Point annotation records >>
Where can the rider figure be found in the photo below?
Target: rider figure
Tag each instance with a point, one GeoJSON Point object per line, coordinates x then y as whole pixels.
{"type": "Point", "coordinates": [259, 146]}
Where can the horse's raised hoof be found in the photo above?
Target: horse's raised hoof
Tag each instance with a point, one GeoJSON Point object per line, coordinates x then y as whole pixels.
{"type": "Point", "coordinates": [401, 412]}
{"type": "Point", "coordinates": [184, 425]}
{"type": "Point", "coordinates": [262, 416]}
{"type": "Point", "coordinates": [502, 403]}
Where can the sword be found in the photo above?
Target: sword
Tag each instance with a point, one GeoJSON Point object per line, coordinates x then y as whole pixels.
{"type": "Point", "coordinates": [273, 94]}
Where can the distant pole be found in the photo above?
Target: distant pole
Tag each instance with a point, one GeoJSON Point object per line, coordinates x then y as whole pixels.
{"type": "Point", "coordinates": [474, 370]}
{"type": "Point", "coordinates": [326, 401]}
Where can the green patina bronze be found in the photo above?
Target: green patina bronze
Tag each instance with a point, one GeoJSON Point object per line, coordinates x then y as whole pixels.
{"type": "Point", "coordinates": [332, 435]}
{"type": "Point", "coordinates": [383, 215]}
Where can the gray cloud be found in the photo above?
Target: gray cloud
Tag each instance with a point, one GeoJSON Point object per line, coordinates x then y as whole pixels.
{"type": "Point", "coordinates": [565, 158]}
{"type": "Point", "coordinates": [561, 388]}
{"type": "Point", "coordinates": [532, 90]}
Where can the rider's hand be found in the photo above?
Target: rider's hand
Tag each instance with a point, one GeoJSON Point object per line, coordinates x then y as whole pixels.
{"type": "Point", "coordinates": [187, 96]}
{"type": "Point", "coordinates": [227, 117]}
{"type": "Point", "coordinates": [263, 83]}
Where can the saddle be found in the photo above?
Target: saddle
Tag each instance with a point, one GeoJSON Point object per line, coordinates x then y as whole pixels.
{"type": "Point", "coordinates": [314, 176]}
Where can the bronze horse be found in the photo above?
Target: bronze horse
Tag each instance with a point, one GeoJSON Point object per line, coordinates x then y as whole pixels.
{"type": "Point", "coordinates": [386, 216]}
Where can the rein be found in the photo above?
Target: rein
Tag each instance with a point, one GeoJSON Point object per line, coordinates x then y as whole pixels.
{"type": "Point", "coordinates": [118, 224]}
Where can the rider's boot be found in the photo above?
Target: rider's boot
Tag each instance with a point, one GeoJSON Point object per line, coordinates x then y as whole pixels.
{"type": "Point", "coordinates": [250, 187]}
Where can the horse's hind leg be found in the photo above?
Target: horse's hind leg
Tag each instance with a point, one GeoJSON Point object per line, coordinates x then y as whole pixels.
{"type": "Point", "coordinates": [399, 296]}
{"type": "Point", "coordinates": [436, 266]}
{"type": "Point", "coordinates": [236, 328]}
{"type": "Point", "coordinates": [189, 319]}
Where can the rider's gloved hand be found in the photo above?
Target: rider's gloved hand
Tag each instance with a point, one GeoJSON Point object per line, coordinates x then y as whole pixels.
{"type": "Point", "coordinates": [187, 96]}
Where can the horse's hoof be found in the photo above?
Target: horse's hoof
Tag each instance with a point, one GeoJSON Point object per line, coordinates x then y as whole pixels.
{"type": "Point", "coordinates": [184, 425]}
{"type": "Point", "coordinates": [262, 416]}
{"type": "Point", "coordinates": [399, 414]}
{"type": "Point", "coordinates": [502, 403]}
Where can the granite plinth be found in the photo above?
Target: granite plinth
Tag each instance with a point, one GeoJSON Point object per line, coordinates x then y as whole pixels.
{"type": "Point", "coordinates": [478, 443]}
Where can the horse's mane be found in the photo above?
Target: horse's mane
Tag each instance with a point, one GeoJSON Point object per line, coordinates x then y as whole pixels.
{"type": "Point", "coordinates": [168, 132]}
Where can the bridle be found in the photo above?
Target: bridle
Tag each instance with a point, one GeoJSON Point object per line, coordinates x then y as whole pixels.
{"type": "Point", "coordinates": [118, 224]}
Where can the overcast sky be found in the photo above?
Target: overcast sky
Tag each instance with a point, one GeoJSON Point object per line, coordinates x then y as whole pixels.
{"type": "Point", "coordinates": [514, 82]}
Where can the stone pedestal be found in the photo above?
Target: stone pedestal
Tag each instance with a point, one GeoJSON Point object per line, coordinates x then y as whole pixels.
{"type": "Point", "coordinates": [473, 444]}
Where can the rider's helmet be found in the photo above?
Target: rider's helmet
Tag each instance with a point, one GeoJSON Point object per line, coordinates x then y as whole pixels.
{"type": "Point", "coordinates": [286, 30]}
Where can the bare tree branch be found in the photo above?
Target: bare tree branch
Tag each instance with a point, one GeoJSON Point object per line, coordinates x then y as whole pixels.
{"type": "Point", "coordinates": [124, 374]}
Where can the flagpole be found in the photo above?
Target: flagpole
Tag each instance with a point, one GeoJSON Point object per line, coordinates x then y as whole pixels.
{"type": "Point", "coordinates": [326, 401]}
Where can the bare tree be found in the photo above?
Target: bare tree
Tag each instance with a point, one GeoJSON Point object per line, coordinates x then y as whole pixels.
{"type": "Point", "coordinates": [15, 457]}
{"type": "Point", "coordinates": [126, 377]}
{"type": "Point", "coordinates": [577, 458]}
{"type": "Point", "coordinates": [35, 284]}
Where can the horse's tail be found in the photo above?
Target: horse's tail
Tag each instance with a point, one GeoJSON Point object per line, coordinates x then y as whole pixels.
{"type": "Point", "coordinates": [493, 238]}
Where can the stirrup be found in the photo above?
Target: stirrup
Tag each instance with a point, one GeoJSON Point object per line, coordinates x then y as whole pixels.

Aim >> Print the complete listing again, exactly as it stands.

Output for this exercise >>
Where can the rider figure be found in the photo below?
Target: rider figure
Tag each instance with a point, one GeoJSON Point object per line, coordinates x then y as whole pixels.
{"type": "Point", "coordinates": [259, 146]}
Where can the horse's raised hoof be found in the photo above?
Target: horse's raised hoof
Tag each instance with a point, one GeoJSON Point object per line, coordinates x then y as whole pixels.
{"type": "Point", "coordinates": [401, 412]}
{"type": "Point", "coordinates": [184, 425]}
{"type": "Point", "coordinates": [262, 416]}
{"type": "Point", "coordinates": [502, 403]}
Where can the sword be found in the photo above?
Target: sword
Tag each instance with a point, one GeoJSON Point object per line, coordinates x then y as whole pixels.
{"type": "Point", "coordinates": [273, 94]}
Where can the distant pole be found in the photo above?
Target: distant pole
Tag each instance with a point, one GeoJSON Point object per line, coordinates x then y as whole pixels.
{"type": "Point", "coordinates": [474, 370]}
{"type": "Point", "coordinates": [326, 401]}
Where can the green patina bronze be found in the photo above?
Target: green patina bronze
Tag each instance with a point, one GeoJSON Point object per line, coordinates x then y as whole pixels.
{"type": "Point", "coordinates": [332, 435]}
{"type": "Point", "coordinates": [383, 215]}
Where can the gray cloud be found in the photo above?
Target: gray cloud
Tag each instance with a point, one GeoJSON Point object per line, coordinates x then y as whole pixels.
{"type": "Point", "coordinates": [565, 158]}
{"type": "Point", "coordinates": [561, 388]}
{"type": "Point", "coordinates": [532, 90]}
Where can the rider's hand be found in the photo above?
Target: rider's hand
Tag each instance with a point, one GeoJSON Point object per line, coordinates x then y as whole pixels.
{"type": "Point", "coordinates": [187, 96]}
{"type": "Point", "coordinates": [227, 117]}
{"type": "Point", "coordinates": [263, 83]}
Where can the saddle be found in the photo above?
Target: saddle
Tag each instance with a point, one GeoJSON Point object per line, coordinates x then y as whole pixels.
{"type": "Point", "coordinates": [314, 176]}
Where can the bronze horse be found in the photo above?
Target: bronze horse
Tag each instance with a point, one GeoJSON Point object per line, coordinates x then y as whole pixels.
{"type": "Point", "coordinates": [386, 216]}
Where can the rein be found in the photo above?
Target: rein
Tag each instance with a point, one GeoJSON Point object per line, coordinates x then y as whole pixels.
{"type": "Point", "coordinates": [118, 224]}
Where can the rider's boot be found in the photo above?
Target: rider's boot
Tag each instance with a point, one GeoJSON Point object per line, coordinates x then y as whole pixels.
{"type": "Point", "coordinates": [250, 187]}
Where can the horse's hind leg be found in the photo above?
Target: horse's hind leg
Tag each instance with a point, one GeoJSON Point object per line, coordinates x then y as whole pixels.
{"type": "Point", "coordinates": [399, 296]}
{"type": "Point", "coordinates": [436, 266]}
{"type": "Point", "coordinates": [236, 328]}
{"type": "Point", "coordinates": [189, 319]}
Where can the rider's gloved hand be found in the photo above?
Target: rider's gloved hand
Tag each instance with a point, one GeoJSON Point object per line, coordinates x then y as whole pixels.
{"type": "Point", "coordinates": [187, 96]}
Where can the horse's hoof be found in the photo above?
Target: horse's hoof
Tag each instance with a point, one GeoJSON Point object per line, coordinates x then y as whole pixels.
{"type": "Point", "coordinates": [184, 425]}
{"type": "Point", "coordinates": [262, 416]}
{"type": "Point", "coordinates": [399, 414]}
{"type": "Point", "coordinates": [502, 403]}
Where can the granite plinth be found in the photo above?
Target: granite plinth
Tag each instance with a point, one GeoJSON Point object per line, coordinates x then y as whole pixels.
{"type": "Point", "coordinates": [478, 443]}
Where can the horse's mane be found in the photo above?
Target: horse's mane
Tag each instance with a point, one GeoJSON Point object per line, coordinates x then y as whole pixels.
{"type": "Point", "coordinates": [168, 132]}
Where can the bridle be found in the photo above?
Target: bridle
Tag each instance with a point, one GeoJSON Point object per line, coordinates x then y as whole pixels.
{"type": "Point", "coordinates": [118, 224]}
Where can the overcast sky be found in the photo above?
Target: overcast sky
Tag each instance with a point, one GeoJSON Point object per line, coordinates x then y as whole pixels.
{"type": "Point", "coordinates": [514, 82]}
Where can the stone pedestal be found in the photo above?
Target: stone pedestal
Tag each instance with a point, one GeoJSON Point object per line, coordinates x then y as whole pixels.
{"type": "Point", "coordinates": [473, 444]}
Where can the rider's helmet be found in the photo above?
Target: rider's helmet
Tag each instance with a point, one GeoJSON Point object per line, coordinates x then y as whole pixels.
{"type": "Point", "coordinates": [286, 30]}
Where can the bare tree branch be found in the photo above?
Target: bare tree branch
Tag each instance with a point, one GeoJSON Point object per line, coordinates x then y as whole pixels.
{"type": "Point", "coordinates": [124, 374]}
Where can the flagpole be found in the photo above?
Target: flagpole
Tag each instance with a point, one GeoJSON Point object per line, coordinates x then y as whole pixels.
{"type": "Point", "coordinates": [326, 401]}
Where can the bare tree be found in the photo above?
Target: bare tree
Tag each instance with a point, one GeoJSON Point object per line, coordinates x then y as whole pixels.
{"type": "Point", "coordinates": [15, 457]}
{"type": "Point", "coordinates": [126, 377]}
{"type": "Point", "coordinates": [577, 458]}
{"type": "Point", "coordinates": [35, 284]}
Where can the horse's tail be found in the photo above?
Target: horse's tail
Tag each instance with a point, one GeoJSON Point object per line, coordinates x then y as whole pixels.
{"type": "Point", "coordinates": [493, 238]}
Where can the stirrup be found in the photo above?
Target: stirrup
Tag each instance with a point, one GeoJSON Point object per line, coordinates x then y as whole pixels.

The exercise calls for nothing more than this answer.